About this exercise
Filtering the records below, copy only those lines that include the word "instance".

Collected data

Segment Open

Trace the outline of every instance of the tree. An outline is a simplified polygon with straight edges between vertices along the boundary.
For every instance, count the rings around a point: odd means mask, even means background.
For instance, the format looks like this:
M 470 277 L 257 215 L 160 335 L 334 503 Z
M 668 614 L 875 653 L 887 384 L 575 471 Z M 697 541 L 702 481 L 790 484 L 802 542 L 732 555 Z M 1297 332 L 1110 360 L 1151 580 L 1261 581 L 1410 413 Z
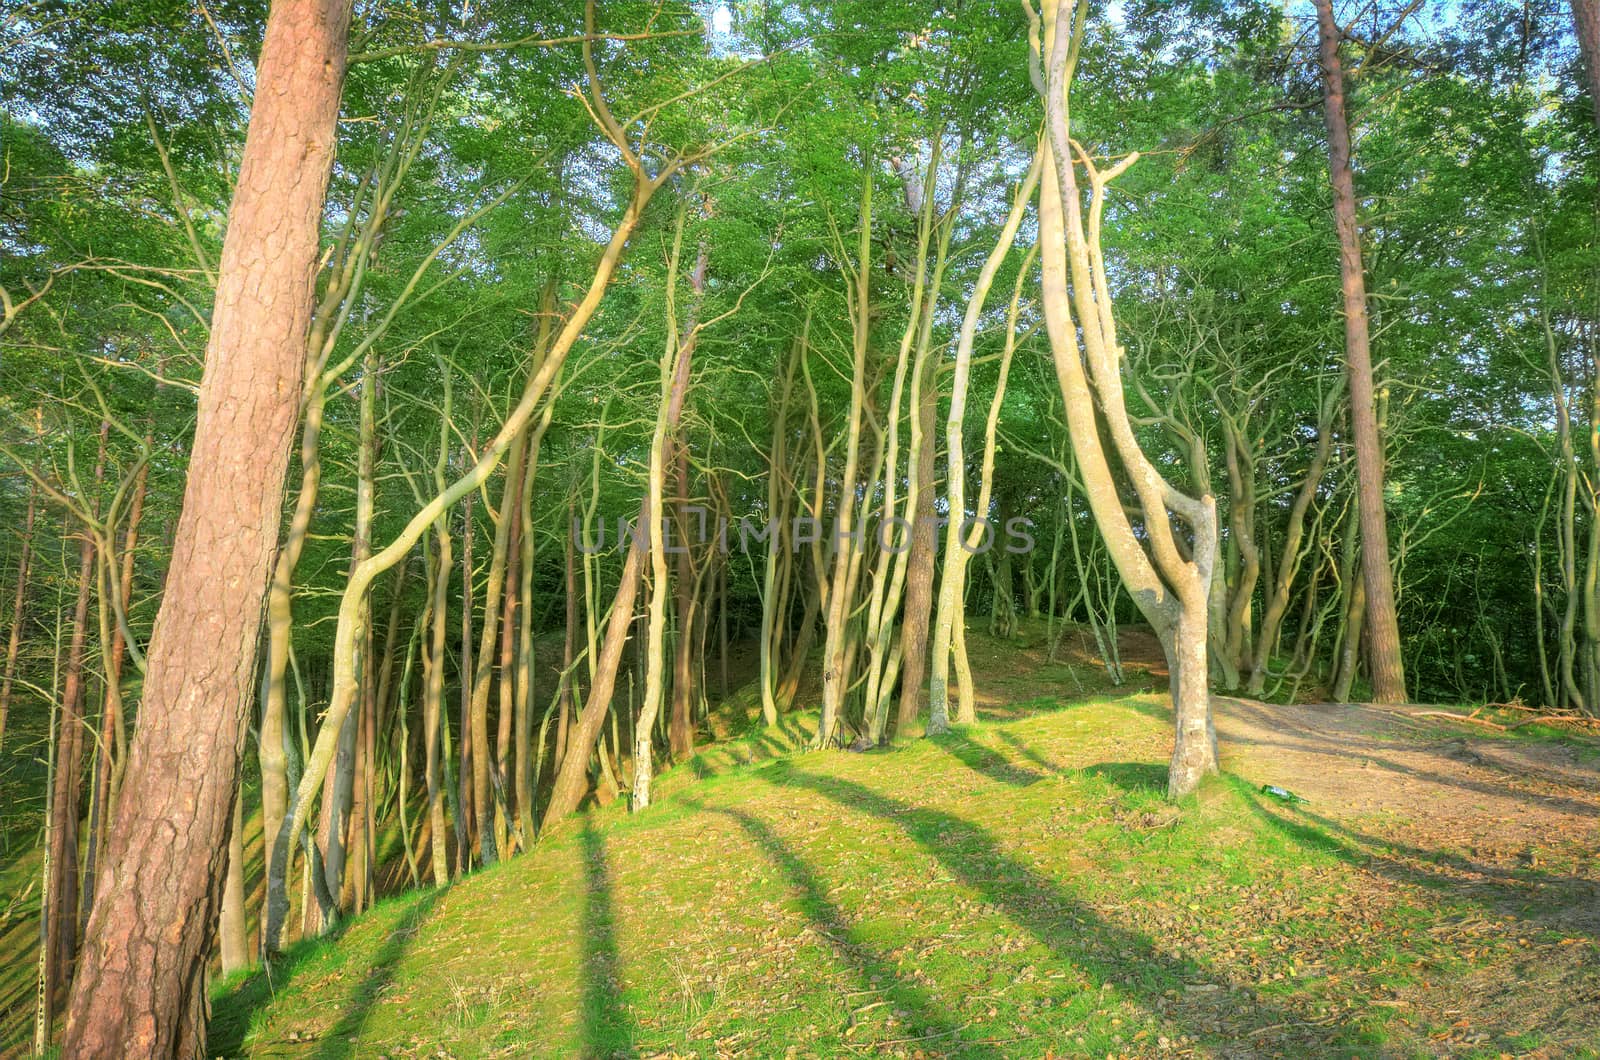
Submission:
M 1322 64 L 1322 116 L 1328 127 L 1328 179 L 1333 220 L 1339 233 L 1339 278 L 1344 293 L 1345 363 L 1350 388 L 1350 433 L 1356 451 L 1356 489 L 1361 518 L 1361 578 L 1366 587 L 1367 658 L 1372 697 L 1404 703 L 1405 669 L 1400 622 L 1395 615 L 1394 572 L 1389 561 L 1389 524 L 1384 511 L 1383 434 L 1378 429 L 1372 381 L 1372 338 L 1367 318 L 1366 274 L 1355 178 L 1350 170 L 1350 126 L 1345 114 L 1344 67 L 1333 0 L 1316 0 L 1317 57 Z
M 67 1012 L 72 1056 L 205 1055 L 266 576 L 299 413 L 349 6 L 275 0 L 139 725 Z
M 1208 608 L 1217 552 L 1216 501 L 1209 483 L 1200 484 L 1205 492 L 1198 498 L 1175 489 L 1140 449 L 1128 416 L 1121 376 L 1124 350 L 1117 341 L 1100 226 L 1106 185 L 1138 156 L 1129 155 L 1100 172 L 1072 140 L 1067 104 L 1088 6 L 1088 0 L 1079 0 L 1074 11 L 1069 3 L 1045 0 L 1038 15 L 1029 9 L 1034 26 L 1034 84 L 1045 107 L 1045 135 L 1039 144 L 1044 156 L 1039 180 L 1044 316 L 1072 448 L 1095 524 L 1129 595 L 1154 627 L 1166 652 L 1177 728 L 1167 794 L 1180 798 L 1217 769 L 1207 659 Z M 1090 182 L 1087 221 L 1077 178 L 1079 165 Z M 1143 514 L 1143 534 L 1135 533 L 1123 508 L 1101 441 L 1097 406 L 1111 435 L 1112 452 L 1133 485 Z M 1187 558 L 1180 551 L 1169 511 L 1189 526 L 1192 543 Z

Segment Closed

Answer box
Trace the outline of every instance of the tree. An outline is a simplified polygon with straight edges between vertices along the boundary.
For every instance, count the rings around a point: odd means mask, even means background.
For instance, the format looks like this:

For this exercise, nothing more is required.